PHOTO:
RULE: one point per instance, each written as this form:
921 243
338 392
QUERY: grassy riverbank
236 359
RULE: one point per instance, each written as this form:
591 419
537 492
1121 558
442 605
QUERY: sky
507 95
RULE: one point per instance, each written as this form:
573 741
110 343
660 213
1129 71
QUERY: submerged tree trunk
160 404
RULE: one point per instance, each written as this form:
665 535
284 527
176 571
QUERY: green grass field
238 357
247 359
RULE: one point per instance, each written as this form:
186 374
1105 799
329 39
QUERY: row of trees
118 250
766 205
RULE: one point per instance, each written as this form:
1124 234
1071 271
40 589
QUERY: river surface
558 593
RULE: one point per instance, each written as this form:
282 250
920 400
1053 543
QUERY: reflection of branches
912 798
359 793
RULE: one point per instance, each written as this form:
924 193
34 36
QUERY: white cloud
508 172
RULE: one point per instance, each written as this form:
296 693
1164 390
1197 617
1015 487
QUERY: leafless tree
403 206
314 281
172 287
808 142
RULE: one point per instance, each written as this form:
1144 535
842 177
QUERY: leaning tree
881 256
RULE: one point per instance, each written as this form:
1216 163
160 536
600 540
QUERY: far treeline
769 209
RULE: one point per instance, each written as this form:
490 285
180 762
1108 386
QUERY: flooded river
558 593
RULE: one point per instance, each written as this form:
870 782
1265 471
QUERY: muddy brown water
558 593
■ ■ ■ ■ ■ ■ ■
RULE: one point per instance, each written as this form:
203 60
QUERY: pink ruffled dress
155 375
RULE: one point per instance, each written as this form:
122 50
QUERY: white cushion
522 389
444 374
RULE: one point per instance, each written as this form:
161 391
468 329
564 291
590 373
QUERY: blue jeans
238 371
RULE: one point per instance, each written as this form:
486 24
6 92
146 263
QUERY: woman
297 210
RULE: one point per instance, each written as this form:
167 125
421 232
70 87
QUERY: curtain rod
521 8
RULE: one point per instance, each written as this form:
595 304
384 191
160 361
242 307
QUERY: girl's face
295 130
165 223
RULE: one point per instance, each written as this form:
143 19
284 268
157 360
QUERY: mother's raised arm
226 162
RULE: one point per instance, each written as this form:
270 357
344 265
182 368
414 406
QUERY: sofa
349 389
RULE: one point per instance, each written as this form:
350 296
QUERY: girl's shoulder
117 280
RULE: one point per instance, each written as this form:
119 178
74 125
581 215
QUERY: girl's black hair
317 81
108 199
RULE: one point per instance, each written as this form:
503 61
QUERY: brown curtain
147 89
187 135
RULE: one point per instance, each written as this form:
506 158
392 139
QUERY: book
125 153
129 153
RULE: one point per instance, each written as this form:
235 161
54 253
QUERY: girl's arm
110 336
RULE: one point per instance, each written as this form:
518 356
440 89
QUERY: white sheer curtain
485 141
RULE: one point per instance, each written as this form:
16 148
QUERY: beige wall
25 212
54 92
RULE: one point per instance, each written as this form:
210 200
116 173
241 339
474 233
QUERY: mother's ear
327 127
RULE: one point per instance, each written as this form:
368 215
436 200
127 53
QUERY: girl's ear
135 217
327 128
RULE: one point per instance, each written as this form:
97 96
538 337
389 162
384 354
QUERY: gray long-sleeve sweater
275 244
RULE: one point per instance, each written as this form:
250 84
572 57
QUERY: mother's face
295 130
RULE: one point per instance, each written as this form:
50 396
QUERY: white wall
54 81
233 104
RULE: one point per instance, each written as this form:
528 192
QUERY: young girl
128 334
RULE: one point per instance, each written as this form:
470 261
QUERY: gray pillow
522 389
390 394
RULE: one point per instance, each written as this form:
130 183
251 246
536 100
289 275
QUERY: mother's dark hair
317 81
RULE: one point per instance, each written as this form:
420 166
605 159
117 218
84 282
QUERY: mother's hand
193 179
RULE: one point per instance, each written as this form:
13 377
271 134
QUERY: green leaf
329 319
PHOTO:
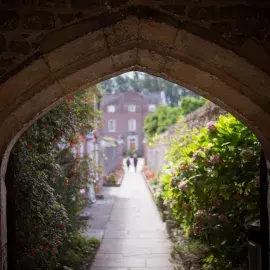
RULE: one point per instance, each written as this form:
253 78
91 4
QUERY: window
■ ■ ■ ■ ■ ■ ■
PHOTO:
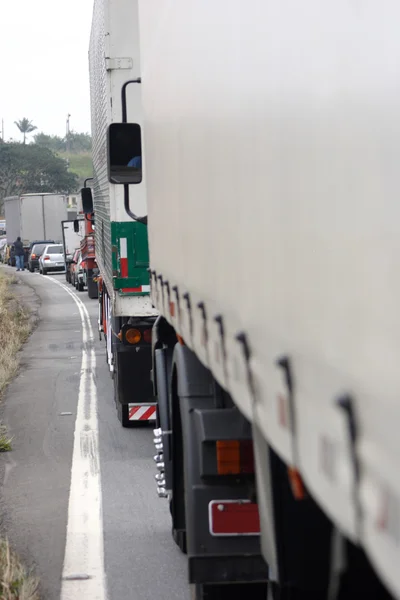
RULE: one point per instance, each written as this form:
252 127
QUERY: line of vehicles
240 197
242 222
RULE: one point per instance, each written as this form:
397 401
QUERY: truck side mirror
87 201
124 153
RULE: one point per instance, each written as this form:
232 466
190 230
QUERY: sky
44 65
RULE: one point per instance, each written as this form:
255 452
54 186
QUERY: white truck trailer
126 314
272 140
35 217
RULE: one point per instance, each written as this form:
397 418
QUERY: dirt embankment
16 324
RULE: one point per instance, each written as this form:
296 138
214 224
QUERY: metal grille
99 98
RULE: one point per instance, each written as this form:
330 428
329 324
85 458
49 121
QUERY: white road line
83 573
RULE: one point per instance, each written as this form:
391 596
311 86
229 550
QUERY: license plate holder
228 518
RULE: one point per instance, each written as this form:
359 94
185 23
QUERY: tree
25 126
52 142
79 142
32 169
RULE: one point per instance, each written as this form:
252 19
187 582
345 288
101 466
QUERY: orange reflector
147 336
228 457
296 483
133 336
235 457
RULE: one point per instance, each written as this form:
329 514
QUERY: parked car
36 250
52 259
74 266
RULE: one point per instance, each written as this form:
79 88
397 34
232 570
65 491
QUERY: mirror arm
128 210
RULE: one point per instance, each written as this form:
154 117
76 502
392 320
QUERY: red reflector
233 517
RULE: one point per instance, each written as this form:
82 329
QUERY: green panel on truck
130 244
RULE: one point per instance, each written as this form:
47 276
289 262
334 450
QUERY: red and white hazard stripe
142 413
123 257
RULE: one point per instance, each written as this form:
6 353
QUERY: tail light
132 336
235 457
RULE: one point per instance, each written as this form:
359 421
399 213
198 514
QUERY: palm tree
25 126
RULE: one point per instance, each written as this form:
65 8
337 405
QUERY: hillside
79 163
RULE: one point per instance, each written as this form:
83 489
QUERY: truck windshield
■ ■ ■ ■ ■ ■ ■
Written problem: List every line of the records above that contains the string "mirror", copying each matching line in full. Case counts.

Written response:
QUERY: truck side mirror
QUERY: mirror arm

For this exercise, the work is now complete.